#### [What to work on]
From the listing below, pull out every line that contains the string "sidewalk". Case counts.

** START Material for this task **

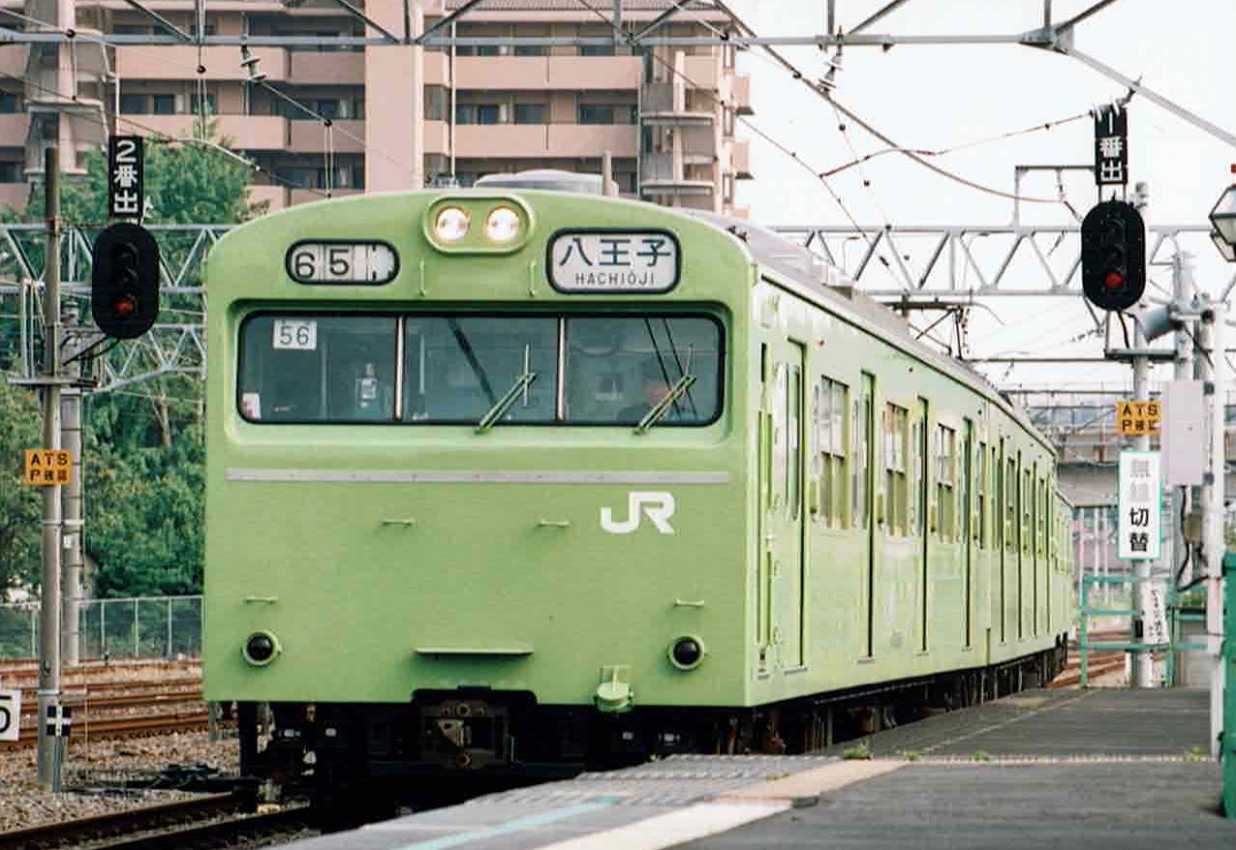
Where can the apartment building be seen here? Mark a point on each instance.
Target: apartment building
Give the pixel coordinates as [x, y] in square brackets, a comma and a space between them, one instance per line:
[666, 115]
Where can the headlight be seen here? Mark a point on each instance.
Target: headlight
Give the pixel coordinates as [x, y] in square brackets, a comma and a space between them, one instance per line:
[451, 224]
[686, 652]
[502, 225]
[261, 648]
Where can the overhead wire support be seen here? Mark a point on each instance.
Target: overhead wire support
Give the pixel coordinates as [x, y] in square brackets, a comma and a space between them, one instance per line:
[163, 22]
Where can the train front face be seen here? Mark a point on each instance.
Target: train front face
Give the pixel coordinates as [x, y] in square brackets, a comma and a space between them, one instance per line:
[477, 492]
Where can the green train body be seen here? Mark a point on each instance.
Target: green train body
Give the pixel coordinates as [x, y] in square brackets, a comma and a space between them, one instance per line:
[837, 510]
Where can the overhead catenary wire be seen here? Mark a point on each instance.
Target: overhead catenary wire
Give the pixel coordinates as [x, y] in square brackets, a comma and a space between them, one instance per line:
[784, 148]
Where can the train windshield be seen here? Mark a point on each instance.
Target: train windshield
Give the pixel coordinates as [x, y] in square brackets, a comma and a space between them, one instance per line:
[482, 370]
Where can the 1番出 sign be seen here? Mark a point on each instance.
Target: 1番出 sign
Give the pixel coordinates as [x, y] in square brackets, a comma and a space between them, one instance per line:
[1136, 419]
[627, 261]
[47, 467]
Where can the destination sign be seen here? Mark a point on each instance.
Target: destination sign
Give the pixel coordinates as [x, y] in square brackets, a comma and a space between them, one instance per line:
[342, 262]
[628, 261]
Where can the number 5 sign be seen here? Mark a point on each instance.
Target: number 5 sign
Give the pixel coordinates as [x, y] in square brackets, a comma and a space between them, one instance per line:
[10, 715]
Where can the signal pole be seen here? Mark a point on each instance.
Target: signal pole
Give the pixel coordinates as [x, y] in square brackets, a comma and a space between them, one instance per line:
[50, 596]
[73, 508]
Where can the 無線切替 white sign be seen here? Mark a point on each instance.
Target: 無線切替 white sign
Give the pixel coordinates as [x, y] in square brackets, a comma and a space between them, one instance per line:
[1140, 505]
[614, 261]
[342, 262]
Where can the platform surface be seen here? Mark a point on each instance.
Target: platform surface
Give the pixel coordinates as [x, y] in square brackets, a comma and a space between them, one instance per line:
[1045, 767]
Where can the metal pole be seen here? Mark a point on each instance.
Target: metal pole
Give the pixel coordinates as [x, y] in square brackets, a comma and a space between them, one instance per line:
[71, 429]
[50, 592]
[1211, 339]
[1142, 670]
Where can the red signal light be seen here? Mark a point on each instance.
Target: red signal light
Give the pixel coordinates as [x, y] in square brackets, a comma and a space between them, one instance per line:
[125, 307]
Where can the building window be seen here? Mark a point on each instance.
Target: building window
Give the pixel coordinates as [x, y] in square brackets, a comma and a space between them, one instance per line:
[132, 104]
[596, 114]
[195, 105]
[529, 113]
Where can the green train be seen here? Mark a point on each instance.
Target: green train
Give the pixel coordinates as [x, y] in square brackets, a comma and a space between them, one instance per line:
[514, 482]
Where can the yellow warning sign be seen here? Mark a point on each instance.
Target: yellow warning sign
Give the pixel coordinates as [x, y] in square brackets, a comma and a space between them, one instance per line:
[48, 466]
[1136, 419]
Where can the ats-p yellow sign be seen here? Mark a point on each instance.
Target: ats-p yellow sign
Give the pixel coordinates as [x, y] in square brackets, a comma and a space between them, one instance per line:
[46, 467]
[1136, 419]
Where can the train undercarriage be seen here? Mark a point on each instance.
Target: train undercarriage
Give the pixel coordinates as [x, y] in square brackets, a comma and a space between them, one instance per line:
[359, 760]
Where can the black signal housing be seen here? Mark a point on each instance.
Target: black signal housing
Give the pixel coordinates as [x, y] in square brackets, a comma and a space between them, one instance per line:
[1113, 256]
[124, 282]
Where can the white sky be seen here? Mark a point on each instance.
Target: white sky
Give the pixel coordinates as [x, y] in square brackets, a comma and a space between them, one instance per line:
[939, 96]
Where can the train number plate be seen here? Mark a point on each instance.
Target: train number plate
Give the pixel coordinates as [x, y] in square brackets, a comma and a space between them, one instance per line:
[613, 261]
[342, 262]
[296, 334]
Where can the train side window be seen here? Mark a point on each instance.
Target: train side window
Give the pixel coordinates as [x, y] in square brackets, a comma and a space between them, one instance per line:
[829, 400]
[1010, 504]
[896, 492]
[946, 497]
[320, 368]
[980, 494]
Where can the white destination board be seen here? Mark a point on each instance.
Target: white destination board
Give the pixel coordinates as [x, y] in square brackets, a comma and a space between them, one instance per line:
[365, 262]
[10, 715]
[296, 334]
[632, 261]
[1140, 505]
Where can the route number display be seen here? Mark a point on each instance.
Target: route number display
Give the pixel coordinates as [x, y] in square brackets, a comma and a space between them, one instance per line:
[334, 262]
[296, 335]
[10, 714]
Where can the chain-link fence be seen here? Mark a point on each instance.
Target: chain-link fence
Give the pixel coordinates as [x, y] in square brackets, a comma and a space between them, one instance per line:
[140, 626]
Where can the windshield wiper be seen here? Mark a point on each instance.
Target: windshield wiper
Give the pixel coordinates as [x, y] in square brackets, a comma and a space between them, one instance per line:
[663, 407]
[499, 408]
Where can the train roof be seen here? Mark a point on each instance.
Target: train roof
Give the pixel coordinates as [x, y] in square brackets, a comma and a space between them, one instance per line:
[792, 261]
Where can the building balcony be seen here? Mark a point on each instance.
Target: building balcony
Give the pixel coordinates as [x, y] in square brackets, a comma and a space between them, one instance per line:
[335, 68]
[544, 140]
[663, 174]
[14, 127]
[664, 104]
[740, 159]
[702, 71]
[14, 195]
[244, 132]
[565, 73]
[276, 197]
[310, 137]
[438, 137]
[12, 59]
[742, 95]
[177, 62]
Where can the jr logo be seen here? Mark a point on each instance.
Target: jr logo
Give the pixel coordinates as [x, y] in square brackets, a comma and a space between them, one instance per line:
[658, 507]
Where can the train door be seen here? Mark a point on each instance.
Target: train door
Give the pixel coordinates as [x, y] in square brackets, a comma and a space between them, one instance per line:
[967, 542]
[783, 580]
[862, 493]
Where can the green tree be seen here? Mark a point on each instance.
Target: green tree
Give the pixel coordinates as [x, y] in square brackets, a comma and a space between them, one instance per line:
[20, 505]
[145, 447]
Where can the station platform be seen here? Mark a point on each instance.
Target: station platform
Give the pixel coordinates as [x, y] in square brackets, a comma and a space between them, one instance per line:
[1096, 769]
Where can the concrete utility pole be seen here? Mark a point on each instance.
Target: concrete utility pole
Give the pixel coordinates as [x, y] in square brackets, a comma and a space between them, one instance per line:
[73, 508]
[1142, 672]
[50, 746]
[1213, 533]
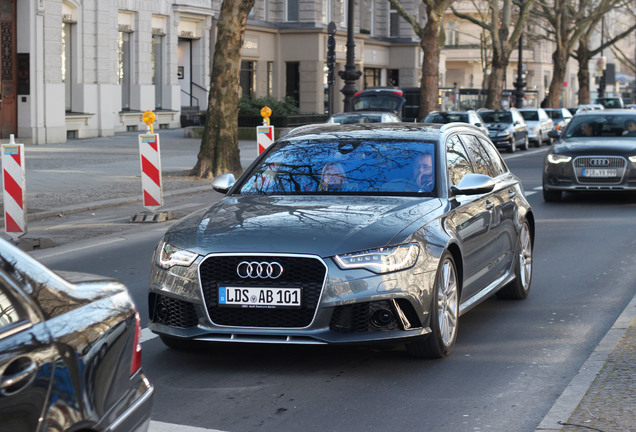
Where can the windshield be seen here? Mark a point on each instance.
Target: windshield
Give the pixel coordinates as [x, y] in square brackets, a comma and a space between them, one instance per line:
[554, 114]
[344, 167]
[446, 118]
[602, 126]
[530, 115]
[496, 116]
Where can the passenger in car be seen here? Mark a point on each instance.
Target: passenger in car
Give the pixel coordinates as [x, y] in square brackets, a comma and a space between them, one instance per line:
[423, 173]
[333, 177]
[630, 128]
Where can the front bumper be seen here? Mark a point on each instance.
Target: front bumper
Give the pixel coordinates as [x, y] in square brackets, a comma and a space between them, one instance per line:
[575, 175]
[348, 306]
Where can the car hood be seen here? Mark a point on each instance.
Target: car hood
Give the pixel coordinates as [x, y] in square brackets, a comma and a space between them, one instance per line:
[498, 126]
[608, 146]
[318, 225]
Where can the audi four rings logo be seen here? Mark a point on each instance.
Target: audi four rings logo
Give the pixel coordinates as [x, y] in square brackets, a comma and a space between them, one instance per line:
[263, 270]
[599, 162]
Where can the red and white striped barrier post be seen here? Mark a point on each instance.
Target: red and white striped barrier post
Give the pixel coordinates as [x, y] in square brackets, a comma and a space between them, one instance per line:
[14, 187]
[265, 133]
[150, 156]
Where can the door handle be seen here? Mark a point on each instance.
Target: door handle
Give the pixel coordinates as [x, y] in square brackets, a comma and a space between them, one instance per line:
[12, 383]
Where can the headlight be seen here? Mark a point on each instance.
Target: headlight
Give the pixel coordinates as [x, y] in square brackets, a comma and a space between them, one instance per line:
[381, 260]
[504, 132]
[556, 159]
[169, 256]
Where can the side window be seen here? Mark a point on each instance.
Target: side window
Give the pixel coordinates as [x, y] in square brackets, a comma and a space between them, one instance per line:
[457, 160]
[11, 311]
[497, 164]
[480, 159]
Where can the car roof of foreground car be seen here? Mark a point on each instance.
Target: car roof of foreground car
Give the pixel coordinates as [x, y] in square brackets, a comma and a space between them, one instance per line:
[425, 131]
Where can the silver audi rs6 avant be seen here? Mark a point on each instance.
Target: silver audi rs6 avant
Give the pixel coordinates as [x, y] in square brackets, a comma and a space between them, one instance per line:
[348, 234]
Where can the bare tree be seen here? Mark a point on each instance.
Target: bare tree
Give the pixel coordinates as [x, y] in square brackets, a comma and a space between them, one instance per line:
[219, 152]
[583, 53]
[568, 21]
[504, 36]
[431, 40]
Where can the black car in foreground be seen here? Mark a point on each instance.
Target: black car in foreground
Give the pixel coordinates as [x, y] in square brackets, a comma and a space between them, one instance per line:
[595, 152]
[70, 358]
[348, 234]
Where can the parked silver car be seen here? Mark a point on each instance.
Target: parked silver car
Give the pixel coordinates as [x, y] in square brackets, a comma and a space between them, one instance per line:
[539, 125]
[348, 234]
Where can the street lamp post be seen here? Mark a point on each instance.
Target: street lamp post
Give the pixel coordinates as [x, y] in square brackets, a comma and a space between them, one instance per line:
[519, 84]
[350, 75]
[601, 81]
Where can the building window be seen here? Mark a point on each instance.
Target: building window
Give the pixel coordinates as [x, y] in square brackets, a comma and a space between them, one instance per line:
[270, 79]
[247, 79]
[394, 29]
[292, 82]
[292, 10]
[372, 77]
[393, 77]
[157, 68]
[67, 59]
[123, 69]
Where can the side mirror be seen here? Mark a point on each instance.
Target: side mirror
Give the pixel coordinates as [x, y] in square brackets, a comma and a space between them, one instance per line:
[473, 184]
[223, 182]
[554, 134]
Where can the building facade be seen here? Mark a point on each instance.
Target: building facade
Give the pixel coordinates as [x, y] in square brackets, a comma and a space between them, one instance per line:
[87, 68]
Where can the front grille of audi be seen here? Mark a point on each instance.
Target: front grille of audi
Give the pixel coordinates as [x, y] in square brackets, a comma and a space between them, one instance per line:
[603, 163]
[304, 272]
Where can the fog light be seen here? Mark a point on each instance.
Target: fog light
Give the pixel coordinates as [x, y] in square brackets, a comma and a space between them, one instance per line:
[381, 317]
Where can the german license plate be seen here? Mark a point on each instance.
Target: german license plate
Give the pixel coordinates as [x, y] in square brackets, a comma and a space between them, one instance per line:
[599, 172]
[260, 297]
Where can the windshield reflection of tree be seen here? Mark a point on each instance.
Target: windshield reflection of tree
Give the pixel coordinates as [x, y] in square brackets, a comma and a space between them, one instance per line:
[296, 167]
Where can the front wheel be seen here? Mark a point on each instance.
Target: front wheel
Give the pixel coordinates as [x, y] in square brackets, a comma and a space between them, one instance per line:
[444, 314]
[518, 289]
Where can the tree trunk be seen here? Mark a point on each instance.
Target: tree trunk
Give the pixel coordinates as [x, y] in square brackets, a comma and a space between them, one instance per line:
[559, 62]
[219, 152]
[496, 79]
[429, 84]
[583, 56]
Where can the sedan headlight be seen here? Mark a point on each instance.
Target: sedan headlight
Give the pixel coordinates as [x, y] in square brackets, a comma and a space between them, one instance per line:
[169, 256]
[504, 132]
[381, 260]
[557, 159]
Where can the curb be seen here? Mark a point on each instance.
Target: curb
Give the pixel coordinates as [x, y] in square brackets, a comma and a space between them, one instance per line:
[577, 389]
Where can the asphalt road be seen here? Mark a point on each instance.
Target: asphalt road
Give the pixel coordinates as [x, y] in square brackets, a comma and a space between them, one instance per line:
[511, 362]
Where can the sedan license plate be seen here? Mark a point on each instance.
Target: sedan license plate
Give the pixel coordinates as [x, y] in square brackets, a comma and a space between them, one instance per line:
[591, 172]
[260, 297]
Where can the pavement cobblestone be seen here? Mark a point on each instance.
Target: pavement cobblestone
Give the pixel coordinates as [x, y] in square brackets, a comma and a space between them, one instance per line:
[74, 198]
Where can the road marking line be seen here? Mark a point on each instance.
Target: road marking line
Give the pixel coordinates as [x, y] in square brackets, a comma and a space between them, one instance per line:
[156, 426]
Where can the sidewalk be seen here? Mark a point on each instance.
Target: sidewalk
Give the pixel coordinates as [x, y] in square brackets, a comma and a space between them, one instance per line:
[90, 187]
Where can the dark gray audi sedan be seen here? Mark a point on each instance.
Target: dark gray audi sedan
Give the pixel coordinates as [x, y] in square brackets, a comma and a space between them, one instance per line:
[595, 152]
[348, 234]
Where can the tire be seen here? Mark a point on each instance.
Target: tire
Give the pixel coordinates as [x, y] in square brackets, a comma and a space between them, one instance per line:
[518, 289]
[444, 314]
[551, 195]
[179, 344]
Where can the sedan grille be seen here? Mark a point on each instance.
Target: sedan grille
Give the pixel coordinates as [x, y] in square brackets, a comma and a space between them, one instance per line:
[603, 169]
[299, 272]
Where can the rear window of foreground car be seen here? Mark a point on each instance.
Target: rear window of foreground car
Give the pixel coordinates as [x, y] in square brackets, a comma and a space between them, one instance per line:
[344, 166]
[496, 116]
[602, 126]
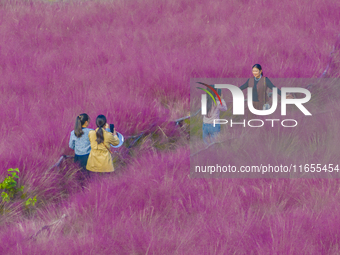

** END Material for this task **

#### [Task solution]
Where can the sidewalk be seen here? Mark a point on each instance.
Target: sidewalk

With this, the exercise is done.